▸ TEXT EXTRACT

If the general election takes place by late 2024, however, a new Seanad could be elected under the current system and responsibility for reform would pass to the next government.

Irish Times Political Editor Pat Leahy describes the case, in which Heneghan was represented by the Free Legal Advice Centres (FLAC) as “very clever, while also being very simple. It was to point out the contradiction between the Constitution as amended in 1979 and the original Electoral Act. It is pretty clear that it has led to the end of the university seats as we now know them. Will that have a big impact on the Seanad in the future? I have my doubts.”

Taoiseach Leo Varadkar is due to address the Senate on Thursday and Leahy says it will be interesting to see whether he lays out any plans the Government may have to address the issue. “If he doesn’t then we can reasonably conclude that they just haven’t decided what to do yet. But he may give an insight into the Government’s thinking. It will also be interesting to see if the Government, if they do present a reform plan, confine it merely to the university senators.”

▸ GIVEN TASK
Continue the text on the Seanad university seats case, starting right after its final sentence. The entries that come next are a separate set of material with no connection to the text.

▸ DATASET EXTRACT
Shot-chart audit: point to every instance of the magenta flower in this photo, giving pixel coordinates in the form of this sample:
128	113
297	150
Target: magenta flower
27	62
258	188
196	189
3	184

▸ RESPONSE FOR THIS EXERCISE
The Seanad has been the subject of numerous reports recommending reform over the years. The most recent, the Manning Report in 2015, proposed extending the franchise for most seats to all citizens, including residents of Northern Ireland. Heneghan would also like to see a much broader extension of voting rights. “If it’s just extended to graduates, less than half of my family would be able to vote. I’d like all of my family to be able to vote.”

“The whole episode, and Tomás’s achievement in securing this legal victory, just demonstrates again that f the established interests of the State really don’t want to do something, then very often the reality I that the only way to get them to do it is to force them to do it in court,” says Leahy.